**Directive:** Could you copy every one of the records below word for word, keeping each line and its order unchanged?
[start]
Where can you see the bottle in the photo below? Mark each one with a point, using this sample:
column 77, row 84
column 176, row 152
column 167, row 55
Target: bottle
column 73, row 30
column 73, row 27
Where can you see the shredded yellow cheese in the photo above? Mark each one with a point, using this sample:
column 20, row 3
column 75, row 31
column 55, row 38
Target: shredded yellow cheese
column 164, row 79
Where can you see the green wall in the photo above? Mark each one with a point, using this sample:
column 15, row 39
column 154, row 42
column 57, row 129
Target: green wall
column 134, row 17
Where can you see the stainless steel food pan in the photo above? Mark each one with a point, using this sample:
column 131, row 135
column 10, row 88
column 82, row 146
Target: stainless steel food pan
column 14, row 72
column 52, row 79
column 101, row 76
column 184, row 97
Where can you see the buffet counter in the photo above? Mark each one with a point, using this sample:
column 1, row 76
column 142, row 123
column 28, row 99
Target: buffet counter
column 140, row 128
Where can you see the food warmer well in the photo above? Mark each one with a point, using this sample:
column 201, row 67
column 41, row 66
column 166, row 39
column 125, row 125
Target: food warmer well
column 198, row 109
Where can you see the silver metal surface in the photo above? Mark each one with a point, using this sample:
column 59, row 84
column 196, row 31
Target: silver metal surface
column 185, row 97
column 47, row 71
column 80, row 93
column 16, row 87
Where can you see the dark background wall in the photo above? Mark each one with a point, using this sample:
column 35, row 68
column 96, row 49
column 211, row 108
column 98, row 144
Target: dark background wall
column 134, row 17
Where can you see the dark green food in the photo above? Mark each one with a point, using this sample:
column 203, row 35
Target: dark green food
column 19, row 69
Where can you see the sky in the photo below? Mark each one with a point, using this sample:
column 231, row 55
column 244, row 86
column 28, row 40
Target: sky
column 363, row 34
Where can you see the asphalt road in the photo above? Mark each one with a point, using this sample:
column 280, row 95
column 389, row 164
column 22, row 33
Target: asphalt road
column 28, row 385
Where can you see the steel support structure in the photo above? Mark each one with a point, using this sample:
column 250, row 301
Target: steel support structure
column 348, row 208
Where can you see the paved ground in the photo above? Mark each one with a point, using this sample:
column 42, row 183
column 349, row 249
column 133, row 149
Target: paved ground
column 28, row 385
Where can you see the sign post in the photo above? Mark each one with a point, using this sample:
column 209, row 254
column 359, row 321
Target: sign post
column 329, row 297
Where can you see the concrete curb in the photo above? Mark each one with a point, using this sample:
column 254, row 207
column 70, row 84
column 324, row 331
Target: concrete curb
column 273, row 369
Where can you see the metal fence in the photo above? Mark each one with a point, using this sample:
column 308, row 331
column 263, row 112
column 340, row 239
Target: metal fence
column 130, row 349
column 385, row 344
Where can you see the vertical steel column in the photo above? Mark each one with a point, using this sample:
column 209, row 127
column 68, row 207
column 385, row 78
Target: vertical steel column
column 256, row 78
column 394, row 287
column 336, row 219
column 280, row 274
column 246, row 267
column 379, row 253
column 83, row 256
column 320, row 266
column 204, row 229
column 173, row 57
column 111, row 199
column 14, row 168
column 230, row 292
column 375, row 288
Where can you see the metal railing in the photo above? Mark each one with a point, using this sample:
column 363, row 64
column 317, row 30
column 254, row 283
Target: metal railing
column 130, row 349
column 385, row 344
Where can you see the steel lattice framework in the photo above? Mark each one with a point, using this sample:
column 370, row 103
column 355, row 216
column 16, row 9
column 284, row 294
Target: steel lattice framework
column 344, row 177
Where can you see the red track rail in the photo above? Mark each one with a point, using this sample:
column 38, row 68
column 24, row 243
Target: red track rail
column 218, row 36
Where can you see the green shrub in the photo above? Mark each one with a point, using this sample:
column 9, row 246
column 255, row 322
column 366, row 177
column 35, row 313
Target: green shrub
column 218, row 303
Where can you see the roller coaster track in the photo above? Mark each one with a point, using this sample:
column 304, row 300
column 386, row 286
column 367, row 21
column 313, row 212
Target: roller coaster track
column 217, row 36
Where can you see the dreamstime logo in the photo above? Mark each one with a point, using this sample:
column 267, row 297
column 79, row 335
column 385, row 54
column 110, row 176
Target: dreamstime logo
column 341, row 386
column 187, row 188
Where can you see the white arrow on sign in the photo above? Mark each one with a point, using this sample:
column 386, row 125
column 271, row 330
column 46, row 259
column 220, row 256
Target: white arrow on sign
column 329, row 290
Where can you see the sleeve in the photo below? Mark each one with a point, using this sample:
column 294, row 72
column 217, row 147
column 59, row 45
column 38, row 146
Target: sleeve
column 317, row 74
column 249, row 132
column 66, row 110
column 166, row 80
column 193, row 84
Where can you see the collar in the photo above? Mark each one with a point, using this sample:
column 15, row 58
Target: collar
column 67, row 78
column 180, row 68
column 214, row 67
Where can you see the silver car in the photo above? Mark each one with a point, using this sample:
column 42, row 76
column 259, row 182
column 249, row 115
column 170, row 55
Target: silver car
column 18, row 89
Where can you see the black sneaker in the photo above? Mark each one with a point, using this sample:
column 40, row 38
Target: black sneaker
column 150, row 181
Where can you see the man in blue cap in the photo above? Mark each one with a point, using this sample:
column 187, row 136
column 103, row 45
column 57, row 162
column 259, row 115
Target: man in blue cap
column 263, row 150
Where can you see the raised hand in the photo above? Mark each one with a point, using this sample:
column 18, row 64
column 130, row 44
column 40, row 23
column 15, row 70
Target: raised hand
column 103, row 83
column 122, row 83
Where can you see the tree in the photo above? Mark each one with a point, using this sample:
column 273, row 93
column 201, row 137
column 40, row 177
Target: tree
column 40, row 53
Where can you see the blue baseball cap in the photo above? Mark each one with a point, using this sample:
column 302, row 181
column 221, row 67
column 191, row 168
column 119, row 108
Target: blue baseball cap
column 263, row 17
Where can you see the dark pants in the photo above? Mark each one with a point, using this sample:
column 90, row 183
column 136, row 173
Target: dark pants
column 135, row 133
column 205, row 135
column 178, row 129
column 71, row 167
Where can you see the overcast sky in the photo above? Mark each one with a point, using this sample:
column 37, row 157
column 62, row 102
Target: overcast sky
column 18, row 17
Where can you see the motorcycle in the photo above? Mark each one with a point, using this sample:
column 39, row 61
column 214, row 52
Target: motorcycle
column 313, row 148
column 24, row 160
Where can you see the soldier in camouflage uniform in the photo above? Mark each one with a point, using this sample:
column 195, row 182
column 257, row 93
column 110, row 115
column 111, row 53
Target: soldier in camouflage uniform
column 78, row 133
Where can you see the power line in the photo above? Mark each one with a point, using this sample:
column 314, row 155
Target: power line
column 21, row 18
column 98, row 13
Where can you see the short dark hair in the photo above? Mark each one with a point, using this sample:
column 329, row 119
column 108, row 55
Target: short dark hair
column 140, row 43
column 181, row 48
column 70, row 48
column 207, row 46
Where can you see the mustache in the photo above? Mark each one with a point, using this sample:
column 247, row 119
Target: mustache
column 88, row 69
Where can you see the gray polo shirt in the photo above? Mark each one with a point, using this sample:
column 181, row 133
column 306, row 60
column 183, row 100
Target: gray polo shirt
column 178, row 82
[end]
**Answer:**
Where can you see the bottle in the photo below? Mark each one with a point, using this sample:
column 77, row 84
column 176, row 152
column 167, row 55
Target: bottle
column 73, row 30
column 73, row 27
Where can you see the shredded yellow cheese in the photo above? Mark each one with a point, using this sample:
column 20, row 3
column 75, row 31
column 55, row 38
Target: shredded yellow cheese
column 164, row 79
Where can you see the green wall in the photo above? Mark each one with a point, using this sample:
column 15, row 39
column 154, row 42
column 57, row 129
Target: green wall
column 134, row 17
Where can you see the stainless steel food pan in the photo above? Mark each one with a point, using this sample:
column 131, row 135
column 10, row 88
column 82, row 146
Target: stainless steel food pan
column 14, row 72
column 52, row 79
column 101, row 76
column 184, row 97
Where can you see the buffet counter in the photo above? Mark each one with a point, using this sample:
column 1, row 76
column 142, row 123
column 28, row 99
Target: buffet counter
column 140, row 128
Where can you see the food warmer well in the photo above? Mark each one with a point, using this sample:
column 201, row 67
column 41, row 66
column 166, row 39
column 125, row 125
Target: food warmer well
column 198, row 109
Where can you see the silver metal surface in the photo above? Mark each one with a point, using this sample:
column 59, row 84
column 196, row 31
Target: silver metal surface
column 185, row 97
column 47, row 71
column 80, row 93
column 16, row 87
Where can you see the dark background wall in the photo above? Mark each one with a point, using this sample:
column 35, row 68
column 96, row 49
column 211, row 108
column 98, row 144
Target: dark background wall
column 134, row 17
Where can you see the dark green food in the photo above? Mark each one with a point, using this sample:
column 203, row 35
Target: dark green food
column 19, row 69
Where can you see the sky in the photo below? Mark each one with a point, using this sample:
column 231, row 55
column 244, row 86
column 28, row 40
Target: sky
column 363, row 34
Where can you see the asphalt road in the photo above? Mark each one with a point, using this sample:
column 280, row 95
column 389, row 164
column 22, row 33
Target: asphalt road
column 28, row 385
Where can you see the steel support structure in the photo above? Mark each one with a point, using this sample:
column 250, row 301
Target: steel support structure
column 348, row 208
Where can you see the paved ground in the photo above? Mark each one with a point, using this sample:
column 42, row 183
column 349, row 249
column 133, row 149
Target: paved ground
column 28, row 385
Where can you see the sign post in the photo above? Mark each one with a point, using this sample:
column 209, row 254
column 359, row 321
Target: sign post
column 329, row 297
Where can you see the concrete curb in the photo above? Mark each one with a point, using this sample:
column 254, row 207
column 70, row 84
column 324, row 331
Target: concrete curb
column 273, row 369
Where can you see the metal fence in the photo above? Mark each one with a point, using this sample:
column 308, row 331
column 263, row 112
column 340, row 239
Target: metal fence
column 130, row 349
column 385, row 344
Where can you see the vertical steel column in the photo above? Mark each one with a point, using this sample:
column 209, row 127
column 68, row 207
column 385, row 78
Target: vertical steel column
column 256, row 78
column 394, row 287
column 336, row 219
column 280, row 274
column 246, row 267
column 379, row 253
column 83, row 256
column 320, row 266
column 204, row 229
column 173, row 57
column 111, row 199
column 14, row 168
column 230, row 292
column 375, row 288
Where can you see the metal railing in the photo above? Mark each one with a point, using this sample:
column 363, row 64
column 317, row 30
column 254, row 283
Target: metal railing
column 130, row 349
column 385, row 344
Where can you see the steel lattice framework in the photo above? Mark each one with a point, using this sample:
column 370, row 103
column 355, row 216
column 16, row 9
column 284, row 294
Target: steel lattice framework
column 344, row 177
Where can you see the red track rail in the photo above? Mark each one with a point, using this sample:
column 38, row 68
column 24, row 243
Target: red track rail
column 218, row 36
Where can you see the green shrub in the photo above? Mark each one with a point, using this sample:
column 9, row 246
column 255, row 322
column 366, row 177
column 35, row 313
Target: green shrub
column 218, row 303
Where can you see the roller coaster track in the photo above? Mark each one with a point, using this sample:
column 304, row 300
column 386, row 286
column 367, row 21
column 313, row 212
Target: roller coaster track
column 217, row 36
Where can you see the dreamstime logo in the photo above? Mark each one with a point, using this sample:
column 267, row 297
column 79, row 335
column 385, row 54
column 110, row 176
Target: dreamstime logo
column 341, row 386
column 187, row 188
Where can you see the white arrow on sign in the photo above? Mark each one with a point, using this sample:
column 386, row 125
column 271, row 330
column 46, row 259
column 220, row 256
Target: white arrow on sign
column 329, row 290
Where can you see the sleeve in the photo below? Mark each one with a point, using this sample:
column 294, row 72
column 217, row 147
column 59, row 45
column 38, row 146
Target: sleeve
column 317, row 74
column 249, row 132
column 66, row 110
column 166, row 80
column 193, row 84
Where can you see the collar in the photo above? Mark each one with a point, using this sample:
column 15, row 58
Target: collar
column 67, row 78
column 180, row 68
column 214, row 67
Where can you see the silver car in the photo above? Mark each one with a point, using this sample:
column 42, row 76
column 259, row 182
column 249, row 115
column 170, row 55
Target: silver car
column 18, row 89
Where can you see the black sneaker in the photo above? Mark each one with a point, using this sample:
column 40, row 38
Target: black sneaker
column 150, row 181
Where can you see the man in blue cap in the photo above? Mark each one with a point, using this sample:
column 187, row 136
column 103, row 45
column 57, row 162
column 259, row 115
Target: man in blue cap
column 263, row 150
Where can you see the raised hand in the photo above? Mark each one with a point, using this sample:
column 18, row 64
column 130, row 44
column 40, row 23
column 15, row 70
Target: raised hand
column 103, row 83
column 122, row 83
Where can you see the tree in the photo above? Mark each one with a point, using this sample:
column 273, row 93
column 201, row 137
column 40, row 177
Target: tree
column 40, row 53
Where can you see the blue baseball cap in the photo above? Mark each one with a point, using this sample:
column 302, row 181
column 221, row 67
column 191, row 168
column 119, row 108
Target: blue baseball cap
column 263, row 17
Where can you see the dark pants in the photo above? Mark each one with a point, using this sample:
column 90, row 183
column 136, row 173
Target: dark pants
column 135, row 133
column 205, row 135
column 178, row 129
column 71, row 167
Where can you see the overcast sky in the photo above? Mark each one with a point, using this sample:
column 37, row 157
column 62, row 102
Target: overcast sky
column 18, row 17
Where can you see the motorcycle in the photo above? Mark each one with a point, using this sample:
column 39, row 61
column 214, row 52
Target: motorcycle
column 313, row 148
column 24, row 160
Where can you see the soldier in camouflage uniform in the photo above? Mark each one with a point, using this sample:
column 195, row 182
column 257, row 93
column 110, row 115
column 111, row 53
Target: soldier in camouflage uniform
column 78, row 133
Where can you see the power line in the photo above? Mark each one with a point, using this sample:
column 314, row 155
Target: power line
column 21, row 18
column 98, row 13
Where can you see the short dark hair in the photo above? Mark each one with a point, using this sample:
column 329, row 119
column 108, row 55
Target: short dark hair
column 140, row 43
column 181, row 48
column 70, row 48
column 207, row 46
Where can you see the mustache in the photo above? Mark each one with a point, using this sample:
column 247, row 119
Target: mustache
column 88, row 69
Where can you see the gray polo shirt in the photo above? Mark each one with a point, using this sample:
column 181, row 133
column 306, row 60
column 183, row 100
Target: gray polo shirt
column 178, row 82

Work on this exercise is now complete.